• ACTION ITEM: The data below needs to be returned exactly, line for line.

• RECORDED INFORMATION:
= Beginning of Section =

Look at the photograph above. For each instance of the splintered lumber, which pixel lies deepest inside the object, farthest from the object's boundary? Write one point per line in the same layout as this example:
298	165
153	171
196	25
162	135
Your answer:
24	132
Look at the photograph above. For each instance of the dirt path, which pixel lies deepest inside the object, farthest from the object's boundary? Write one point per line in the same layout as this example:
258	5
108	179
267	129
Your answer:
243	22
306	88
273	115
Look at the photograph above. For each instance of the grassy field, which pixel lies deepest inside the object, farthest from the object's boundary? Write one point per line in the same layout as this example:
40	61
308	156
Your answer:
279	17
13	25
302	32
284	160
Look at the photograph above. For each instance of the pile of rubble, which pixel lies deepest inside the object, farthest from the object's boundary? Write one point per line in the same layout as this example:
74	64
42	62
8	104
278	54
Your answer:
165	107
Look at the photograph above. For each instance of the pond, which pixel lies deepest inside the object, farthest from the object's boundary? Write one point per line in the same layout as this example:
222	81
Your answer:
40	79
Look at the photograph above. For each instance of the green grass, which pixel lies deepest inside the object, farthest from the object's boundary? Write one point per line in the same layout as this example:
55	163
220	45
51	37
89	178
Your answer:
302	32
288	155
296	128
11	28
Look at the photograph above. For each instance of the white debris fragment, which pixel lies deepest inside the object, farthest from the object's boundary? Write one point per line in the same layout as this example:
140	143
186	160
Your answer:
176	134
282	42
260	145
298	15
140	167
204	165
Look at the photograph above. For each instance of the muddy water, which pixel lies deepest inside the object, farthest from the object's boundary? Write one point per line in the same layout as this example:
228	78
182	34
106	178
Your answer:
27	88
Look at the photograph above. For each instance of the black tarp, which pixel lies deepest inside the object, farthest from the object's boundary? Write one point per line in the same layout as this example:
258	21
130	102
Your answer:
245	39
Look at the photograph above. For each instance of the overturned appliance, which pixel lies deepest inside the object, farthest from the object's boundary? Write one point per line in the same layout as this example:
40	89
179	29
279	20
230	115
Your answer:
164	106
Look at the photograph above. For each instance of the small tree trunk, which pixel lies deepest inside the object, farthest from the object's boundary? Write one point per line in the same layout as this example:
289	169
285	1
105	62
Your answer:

= End of Section =

• TASK ANSWER:
Look at the photograph above. For each instance of the splintered lumber, which pixel lies deepest inside the object, farthest from the object's boundary? Write one point per line in the same layout as this example:
298	165
153	171
196	25
162	135
Your answer:
24	132
Look at the photograph above. For each instance of the dirt path, which pixel lies deepest inside the object, farthest from the object's boundary? Write one point per line in the same layout as this example:
258	5
108	179
267	129
Your answer:
243	22
306	88
273	115
Look at the photograph above. For each instance of the grassy field, which pixel lies deepest inside the object, farthest from the object's boundary? Write one point per line in the same layout as this example:
40	61
308	156
Your answer:
279	17
13	25
302	32
284	160
Look at the photograph above. For each instance of the pile of rubble, which pixel lies deepest inside the object, farthest from the object's boundary? Write one point per line in the same layout as this example:
74	64
42	62
8	104
278	54
Your answer:
165	107
Look at the photograph above. For each instance of the pond, which pixel lies deepest inside the object, farthest from the object's boundary? Write one point per line in the same layout as this example:
222	81
Your answer:
40	79
Look at the photograph above. For each instance of the green grass, which pixel lies deepest inside the object, farthest from the object's boundary? Write one point per line in the same layout as this example:
55	163
220	45
51	37
89	178
Your answer:
302	32
288	155
296	128
11	28
Look at the photograph above. For each instance of the white debris fragment, which pixel lies deepest inside the object, farthest from the object's boundary? Write one point per line in the same layout as this example:
140	143
186	160
Your answer:
176	134
282	42
260	145
298	15
140	167
204	165
Look at the photograph above. For each instance of the muddy water, which pixel lies deepest inside the object, farthest from the object's boundary? Write one point per line in the same layout as this example:
228	78
182	34
106	178
Your answer:
27	88
Look at the photograph above. For each instance of the black tarp, which pixel lies deepest inside the object, farthest from the object's boundary? Write one point per line in the same layout as this example:
258	21
130	102
Your answer:
245	39
Look at the photograph above. For each instance of the overturned appliance, which pixel lies deepest inside the object, farthest from the object's boundary? Write one point per line in the same layout as this example:
40	89
179	29
279	20
230	115
Your answer:
164	106
Look at the photograph above. For each instance of the small tree trunk, which pixel lies deepest inside the object, farthest from the object's boundary? Write one point per line in the same layout as this example:
289	169
285	1
105	62
Your answer:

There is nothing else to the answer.